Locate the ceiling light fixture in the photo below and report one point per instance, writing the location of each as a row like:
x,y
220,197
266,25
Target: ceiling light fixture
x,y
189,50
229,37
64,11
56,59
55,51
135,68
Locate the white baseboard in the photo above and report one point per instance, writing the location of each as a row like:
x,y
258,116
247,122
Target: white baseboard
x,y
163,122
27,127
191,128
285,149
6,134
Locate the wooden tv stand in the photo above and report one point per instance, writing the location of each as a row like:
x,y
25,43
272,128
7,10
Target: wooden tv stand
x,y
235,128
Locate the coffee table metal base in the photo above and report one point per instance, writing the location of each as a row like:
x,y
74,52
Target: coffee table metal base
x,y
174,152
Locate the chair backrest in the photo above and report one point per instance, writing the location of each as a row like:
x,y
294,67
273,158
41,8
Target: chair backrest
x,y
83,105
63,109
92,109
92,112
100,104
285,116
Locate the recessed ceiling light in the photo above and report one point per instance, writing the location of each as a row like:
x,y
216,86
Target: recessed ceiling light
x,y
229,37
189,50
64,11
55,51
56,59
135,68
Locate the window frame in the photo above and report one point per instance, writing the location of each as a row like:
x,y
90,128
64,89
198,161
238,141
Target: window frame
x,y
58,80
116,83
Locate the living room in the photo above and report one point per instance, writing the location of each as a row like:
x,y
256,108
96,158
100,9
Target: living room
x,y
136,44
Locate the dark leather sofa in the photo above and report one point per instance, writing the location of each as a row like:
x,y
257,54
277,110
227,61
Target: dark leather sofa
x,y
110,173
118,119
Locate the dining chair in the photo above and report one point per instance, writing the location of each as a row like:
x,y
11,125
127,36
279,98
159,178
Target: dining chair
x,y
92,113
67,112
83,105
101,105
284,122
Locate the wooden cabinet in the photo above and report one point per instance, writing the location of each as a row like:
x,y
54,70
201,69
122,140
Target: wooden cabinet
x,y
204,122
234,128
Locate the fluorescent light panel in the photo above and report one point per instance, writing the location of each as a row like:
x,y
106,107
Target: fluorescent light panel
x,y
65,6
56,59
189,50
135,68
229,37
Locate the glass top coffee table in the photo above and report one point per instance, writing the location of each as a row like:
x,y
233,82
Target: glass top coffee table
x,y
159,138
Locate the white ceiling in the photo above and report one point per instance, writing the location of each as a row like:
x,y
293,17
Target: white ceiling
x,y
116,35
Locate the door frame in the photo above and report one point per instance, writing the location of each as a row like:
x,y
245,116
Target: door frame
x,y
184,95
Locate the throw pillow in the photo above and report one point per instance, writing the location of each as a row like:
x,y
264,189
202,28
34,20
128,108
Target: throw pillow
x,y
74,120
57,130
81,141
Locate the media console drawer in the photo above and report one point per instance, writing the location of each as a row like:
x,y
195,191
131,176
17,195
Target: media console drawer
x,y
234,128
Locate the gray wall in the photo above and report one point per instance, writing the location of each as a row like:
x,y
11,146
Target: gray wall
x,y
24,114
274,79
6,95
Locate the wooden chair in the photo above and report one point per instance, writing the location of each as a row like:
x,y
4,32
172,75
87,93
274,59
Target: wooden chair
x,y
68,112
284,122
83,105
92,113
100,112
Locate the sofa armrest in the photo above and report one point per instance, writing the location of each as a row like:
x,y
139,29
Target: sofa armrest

+ + +

GIVEN INSTRUCTION: All of the entries must be quoted exactly; please include each one.

EXERCISE RESULT:
Locate the ceiling light fixture in the photo below and report one point per instance, writing the location of each as a row like:
x,y
220,197
266,25
Target: ceiling light fixture
x,y
189,50
229,37
64,11
56,59
55,51
135,68
Locate the white baseboard in the photo above and report one point per instance, writing the location of each as a row like:
x,y
258,116
247,122
Target: white baseboard
x,y
163,122
27,127
191,128
285,149
6,134
Locate the wooden tv stand in the photo above and report one point per instance, writing the location of each as a row like:
x,y
25,43
272,128
7,10
Target: wooden tv stand
x,y
235,128
Locate the coffee table metal base in the photo above and report one point per instance, writing the location of each as a row like:
x,y
74,52
Target: coffee table metal base
x,y
174,152
Locate the chair backrest in the photo above and report one point per instance, writing the location of each as a row like:
x,y
294,67
273,158
41,8
Target: chair backrest
x,y
83,105
63,109
92,109
92,112
100,104
285,116
Locate the recessed ceiling light in the photo above and report one point per instance, writing the location of each as a row like:
x,y
216,86
Target: recessed ceiling light
x,y
229,37
189,50
64,11
55,51
56,59
135,68
Locate the window frame in the photo above and report one point per instance, writing the location of each as a row like:
x,y
90,128
64,89
198,161
238,141
Target: window frame
x,y
58,80
116,83
Locate the living room in the photo above and report one point per instance, writing the location of each as a row like:
x,y
256,108
96,158
100,9
Target: living room
x,y
136,44
Locate the dark leather sofa in the photo above and report one point per instance, writing the location of each as a row like:
x,y
257,54
277,110
227,61
Target: dark leather sofa
x,y
110,173
118,119
Locate the dining chair in the photo above and report one point per instance, writing the location of each as a row like:
x,y
11,125
127,36
279,98
159,178
Target: dining chair
x,y
92,113
67,112
83,105
101,105
284,122
Locate the wooden cabinet in the photo above and report one point per instance, writing the location of each as a row like:
x,y
54,70
201,69
122,140
Target: wooden cabinet
x,y
204,122
234,128
Locate the fluorescent light panel in the photo above and report one point per instance, writing the location of each as a row like:
x,y
106,107
Target: fluorescent light panel
x,y
65,6
56,59
189,50
135,68
229,37
Locate the glass top coffee table in the photo above and report one point per instance, writing the location of each as a row like:
x,y
233,82
Target: glass top coffee table
x,y
159,138
Locate the white ceiling in the photo above and report one point per instance, writing the location of each as a row like:
x,y
293,17
Target: white ceiling
x,y
116,35
Locate the door frame in the photo above and report one point per instance, writing the location of each as a row like:
x,y
245,116
Target: door frame
x,y
184,95
Locate the throw pillow in the photo above and report one point per instance, writing the location of each as a row like:
x,y
264,189
202,28
34,20
128,108
Target: throw pillow
x,y
74,120
57,130
81,141
Locate the media console drawer in the photo above and report one point per instance, writing the location of each as a row like:
x,y
195,191
131,176
17,195
Target: media console drawer
x,y
234,128
Locate the gray wall in the photo above and report one point per instance, writing the location of each as a row like:
x,y
11,146
Target: gray wall
x,y
24,114
274,79
6,95
Locate the wooden chair in the photo above and report one point per instance, writing the location of each as a row like:
x,y
4,32
172,75
87,93
274,59
Target: wooden chair
x,y
68,112
284,122
83,105
92,113
100,112
Locate the sofa armrest in the photo above and report one point per instance, writing the location of each as a row like:
x,y
139,29
Target: sofa armrest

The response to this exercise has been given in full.